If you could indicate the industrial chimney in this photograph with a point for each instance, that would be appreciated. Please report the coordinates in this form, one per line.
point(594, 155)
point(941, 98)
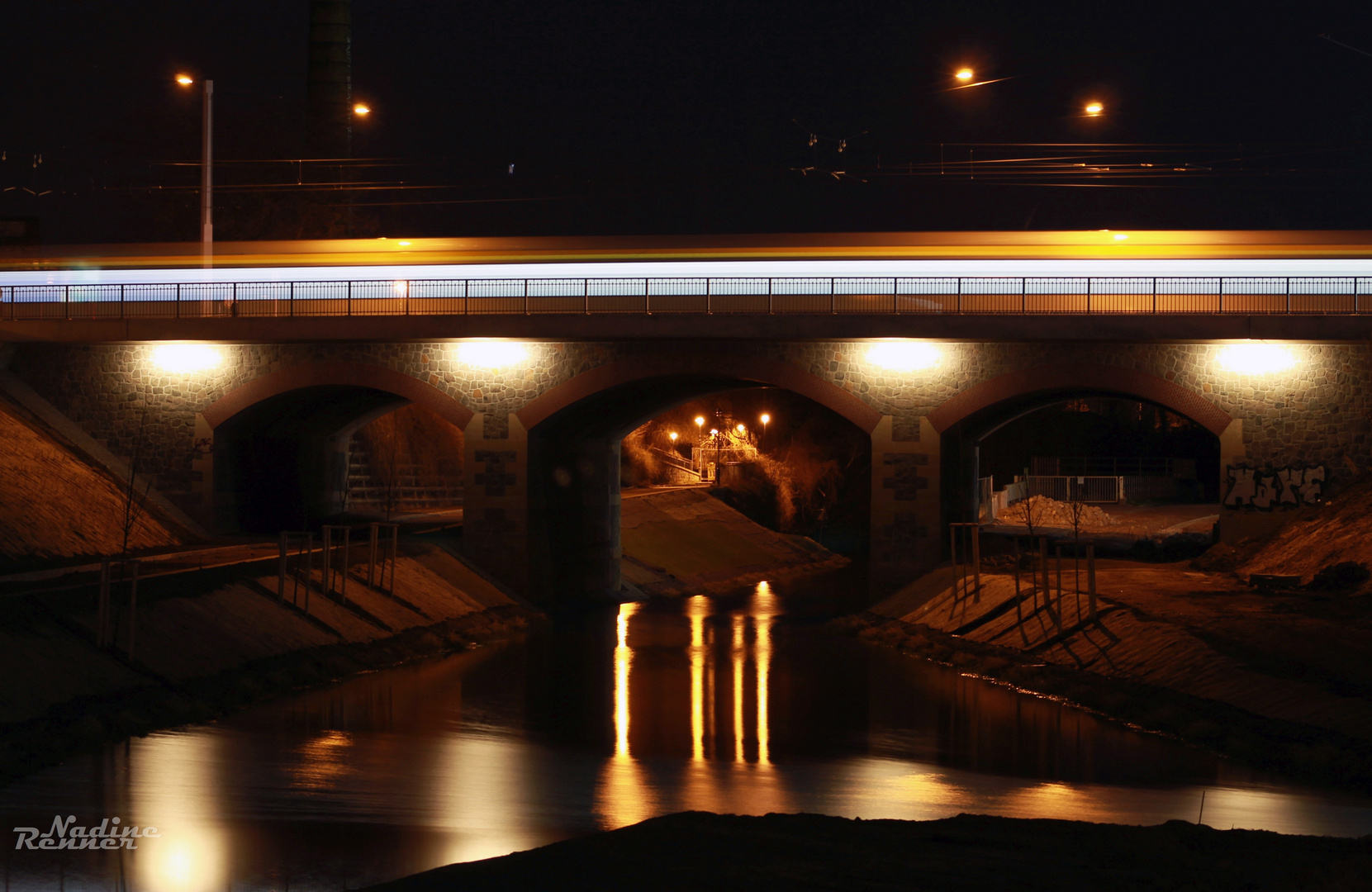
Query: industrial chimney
...
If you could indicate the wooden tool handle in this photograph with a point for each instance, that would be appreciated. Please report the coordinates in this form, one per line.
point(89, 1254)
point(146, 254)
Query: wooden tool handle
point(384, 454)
==
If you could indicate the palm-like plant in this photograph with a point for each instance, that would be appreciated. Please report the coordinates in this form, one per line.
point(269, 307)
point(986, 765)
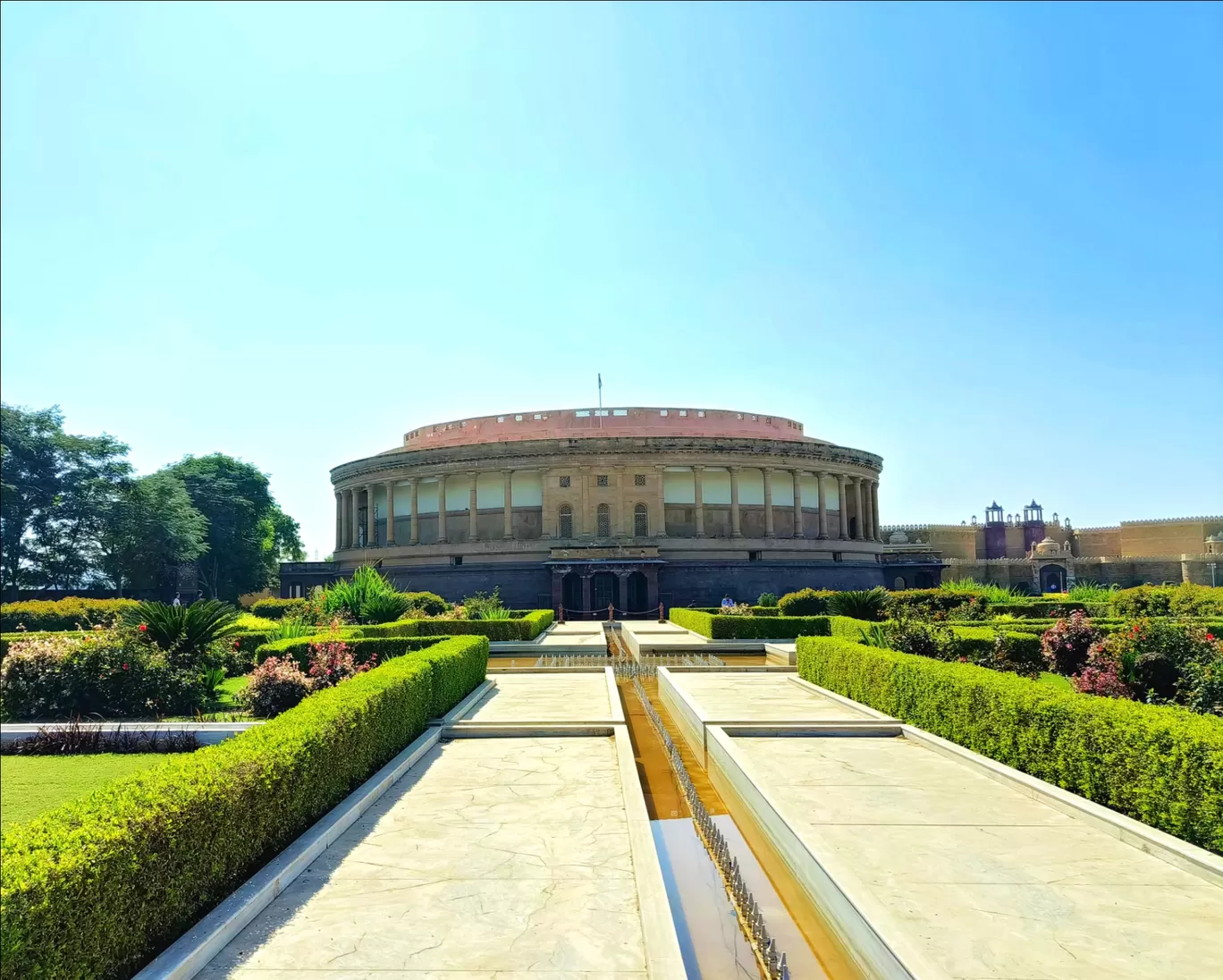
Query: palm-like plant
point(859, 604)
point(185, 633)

> **Set exercise**: Repeat the lines word for word, starting with the line containing "If you could indicate the industrial" and going on through the line containing "Query: industrial chimney", but omit the picture.

> **The response**:
If you could indicate the industrial chimney in this photograph with a point for each instance, that would be appreciated. Please report the coordinates in this form, one per line.
point(594, 155)
point(941, 98)
Query: industrial chimney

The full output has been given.